Transcreva fielmente a parte do trecho fornecido abaixo que começa em "Mais adiante, Garaudy" e segue até "ou o automóvel’.".

**Trecho fornecido**:
###

        Mais adiante, Garaudy diz o motivo que o levou a contar essa história: “Porque ela nos conduz ao problema central. Não apenas ao problema de viver, mas ao problema central do nosso tempo: as vidas sem objetivo. Vidas que levam apenas à morte”. Após essa afirmação, indaga o que se deve fazer para mudar isso; e afirma que pelo menos quinze mil suicídios são cometidos na França, por ano – ‘quase tanto como o número de mortes nas estradas’ -; e que as tentativas de suicídios ficam em torno de cem mil – ‘muito menos do que o número de inválidos por desastres de carro ou de moto’ -; e que, por alcoolismo, morrem quarenta mil pessoas, bem menos que as mortes pelo fumo, que atingem vinte mil; e menciona que morrem menos pelas drogas – ‘Falo das drogas que não o álcool, o fumo ou o automóvel’.

        É evidente que esses dados estatísticos não valem para os dias atuais, para este início do ano 2009, bem distante desses levantamentos mencionados por Garaudy, na França de 1980. E, se esses números de suicídios e das suas tentativas de suicídio, das mortes nas estradas por acidentes de carro e das mortes pelo vício do álcool e do fumo são demasiadamente elevados, o que poderíamos dizer sobre uma estatística francesa atualizada, cujos números devem ter aumentado em razão da taxa populacional, aumento astronômico do número de veículos rodando pelas ruas e estradas, além do aumento do número de alcoólatras, fumantes, etc. O mesmo vale para o Brasil e para as principais metrópoles do mundo.

        Garaudy pergunta, depois de dizer que a metade das neuroses é provocada pelo ruído, que oitenta por cento por câncer ambiental, e, ainda, as doenças cardíacas, em conseqüência da vida agitada que se leva. Depois se pergunta se tudo isso faz sentido. E mais: ‘Nossa vida quotidiana significa alguma coisa? Quem é o chefe da orquestra invisível que rege essa cacofonia?” A resposta a essas perguntas de Garaudy, é ele mesmo quem as dá: “O crescimento. Isto é, o domínio de toda a sociedade por este modelo de organização de empresa, exatamente como foi concebido na primeira metade do século XX, denunciada por Chaplin em Tempos modernos. Uma empresa cuja única finalidade é produzir seja lá o que for e fabricar o mais possível”.

        Segue parte da crítica ao crescimento, por Garaudy: “Minha crítica ao crescimento não tem fundo 'moral', nem mesmo ‘ecológico; é uma crítica feita em nome de um outro modo de agir no mundo. A tese central do meu ‘Apelo aos vivos’ é a de que o problema do crescimento não é apenas um problema econômico e político, mas acima de tudo um problema de fé, uma vez que o crescimento é o deus oculto de nossas sociedades e que a publicidade é sua liturgia demente. Toda a minha argumentação baseia-se neste princípio: ‘podemos viver de outro modo’. Saber que podemos nos livrar desse mergulho suicida do atual modelo de crescimento é um ato de fé”.
###
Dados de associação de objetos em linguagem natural
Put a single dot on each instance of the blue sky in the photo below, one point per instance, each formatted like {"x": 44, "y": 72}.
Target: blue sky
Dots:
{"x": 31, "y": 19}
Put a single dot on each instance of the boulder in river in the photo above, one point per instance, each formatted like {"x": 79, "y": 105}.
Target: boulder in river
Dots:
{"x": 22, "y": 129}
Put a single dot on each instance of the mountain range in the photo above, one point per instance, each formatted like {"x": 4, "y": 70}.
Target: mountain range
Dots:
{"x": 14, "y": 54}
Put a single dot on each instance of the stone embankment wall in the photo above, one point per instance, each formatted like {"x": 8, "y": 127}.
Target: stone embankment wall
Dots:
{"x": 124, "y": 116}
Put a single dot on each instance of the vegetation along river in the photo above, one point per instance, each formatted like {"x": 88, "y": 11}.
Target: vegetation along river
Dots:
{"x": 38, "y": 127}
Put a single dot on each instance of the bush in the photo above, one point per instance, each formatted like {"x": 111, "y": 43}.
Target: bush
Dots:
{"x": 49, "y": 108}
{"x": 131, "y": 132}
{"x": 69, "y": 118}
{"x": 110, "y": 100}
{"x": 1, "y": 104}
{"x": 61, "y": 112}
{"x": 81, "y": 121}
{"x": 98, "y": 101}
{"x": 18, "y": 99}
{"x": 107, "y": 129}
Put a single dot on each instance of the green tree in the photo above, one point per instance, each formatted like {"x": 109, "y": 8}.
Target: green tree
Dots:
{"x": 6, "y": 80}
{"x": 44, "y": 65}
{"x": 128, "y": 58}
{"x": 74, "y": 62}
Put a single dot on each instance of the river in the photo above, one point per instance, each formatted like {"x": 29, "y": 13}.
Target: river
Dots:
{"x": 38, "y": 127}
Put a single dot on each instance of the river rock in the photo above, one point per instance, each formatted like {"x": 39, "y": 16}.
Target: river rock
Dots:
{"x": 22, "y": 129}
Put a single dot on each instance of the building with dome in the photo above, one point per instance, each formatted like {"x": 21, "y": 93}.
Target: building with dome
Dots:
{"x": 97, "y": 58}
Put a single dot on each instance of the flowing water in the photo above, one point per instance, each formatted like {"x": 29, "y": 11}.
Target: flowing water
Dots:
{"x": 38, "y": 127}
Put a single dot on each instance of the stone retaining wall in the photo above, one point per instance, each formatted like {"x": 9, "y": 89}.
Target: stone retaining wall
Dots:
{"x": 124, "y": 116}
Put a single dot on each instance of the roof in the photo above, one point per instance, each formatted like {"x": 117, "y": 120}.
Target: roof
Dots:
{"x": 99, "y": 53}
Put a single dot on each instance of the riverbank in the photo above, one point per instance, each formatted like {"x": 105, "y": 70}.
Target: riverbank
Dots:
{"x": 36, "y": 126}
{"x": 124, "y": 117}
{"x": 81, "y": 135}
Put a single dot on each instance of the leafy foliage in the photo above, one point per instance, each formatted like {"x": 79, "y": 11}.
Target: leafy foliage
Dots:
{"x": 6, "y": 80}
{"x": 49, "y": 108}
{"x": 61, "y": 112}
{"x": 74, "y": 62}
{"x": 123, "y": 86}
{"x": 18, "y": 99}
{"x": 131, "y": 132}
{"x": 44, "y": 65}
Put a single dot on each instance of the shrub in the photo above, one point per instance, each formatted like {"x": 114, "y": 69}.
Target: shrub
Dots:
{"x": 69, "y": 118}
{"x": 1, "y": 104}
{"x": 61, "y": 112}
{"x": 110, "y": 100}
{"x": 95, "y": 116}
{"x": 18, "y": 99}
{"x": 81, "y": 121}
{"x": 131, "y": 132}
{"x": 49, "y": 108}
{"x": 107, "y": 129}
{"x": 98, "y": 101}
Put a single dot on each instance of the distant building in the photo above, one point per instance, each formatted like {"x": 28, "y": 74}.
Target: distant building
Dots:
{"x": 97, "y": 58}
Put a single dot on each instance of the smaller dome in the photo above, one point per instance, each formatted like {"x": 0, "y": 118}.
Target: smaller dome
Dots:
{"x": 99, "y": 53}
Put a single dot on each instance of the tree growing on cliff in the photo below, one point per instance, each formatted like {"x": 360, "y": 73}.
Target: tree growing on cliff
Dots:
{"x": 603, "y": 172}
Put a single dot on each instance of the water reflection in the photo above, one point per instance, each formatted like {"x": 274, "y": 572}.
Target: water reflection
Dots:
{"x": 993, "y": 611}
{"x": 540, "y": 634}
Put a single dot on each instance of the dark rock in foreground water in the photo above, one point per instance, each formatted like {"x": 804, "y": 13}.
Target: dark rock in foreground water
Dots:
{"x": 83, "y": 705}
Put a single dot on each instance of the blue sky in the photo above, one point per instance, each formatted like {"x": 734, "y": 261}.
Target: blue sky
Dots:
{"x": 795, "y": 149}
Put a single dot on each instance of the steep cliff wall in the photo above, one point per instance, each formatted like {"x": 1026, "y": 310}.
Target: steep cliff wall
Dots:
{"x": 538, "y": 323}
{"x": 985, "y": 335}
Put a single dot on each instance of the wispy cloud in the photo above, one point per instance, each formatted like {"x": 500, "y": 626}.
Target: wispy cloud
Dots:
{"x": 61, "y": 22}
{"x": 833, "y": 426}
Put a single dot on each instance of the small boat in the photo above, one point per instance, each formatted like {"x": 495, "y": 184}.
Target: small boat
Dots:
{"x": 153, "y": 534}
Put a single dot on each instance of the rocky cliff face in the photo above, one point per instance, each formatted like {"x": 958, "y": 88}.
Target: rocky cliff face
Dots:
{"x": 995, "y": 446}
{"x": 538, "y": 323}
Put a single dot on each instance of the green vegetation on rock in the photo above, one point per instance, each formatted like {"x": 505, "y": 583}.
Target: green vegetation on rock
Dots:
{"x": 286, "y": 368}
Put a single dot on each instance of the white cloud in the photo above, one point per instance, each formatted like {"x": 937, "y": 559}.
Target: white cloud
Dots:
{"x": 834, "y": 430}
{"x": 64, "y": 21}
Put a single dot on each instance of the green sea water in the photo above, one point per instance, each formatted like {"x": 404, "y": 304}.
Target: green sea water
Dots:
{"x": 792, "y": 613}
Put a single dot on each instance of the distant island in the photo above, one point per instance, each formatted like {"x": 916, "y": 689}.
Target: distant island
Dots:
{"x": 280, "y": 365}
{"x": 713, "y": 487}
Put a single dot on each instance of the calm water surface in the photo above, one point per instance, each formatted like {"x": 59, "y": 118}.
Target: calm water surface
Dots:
###
**Solução do exercício**:
Mais adiante, Garaudy diz o motivo que o levou a contar essa história: “Porque ela nos conduz ao problema central. Não apenas ao problema de viver, mas ao problema central do nosso tempo: as vidas sem objetivo. Vidas que levam apenas à morte”. Após essa afirmação, indaga o que se deve fazer para mudar isso; e afirma que pelo menos quinze mil suicídios são cometidos na França, por ano – ‘quase tanto como o número de mortes nas estradas’ -; e que as tentativas de suicídios ficam em torno de cem mil – ‘muito menos do que o número de inválidos por desastres de carro ou de moto’ -; e que, por alcoolismo, morrem quarenta mil pessoas, bem menos que as mortes pelo fumo, que atingem vinte mil; e menciona que morrem menos pelas drogas – ‘Falo das drogas que não o álcool, o fumo ou o automóvel’.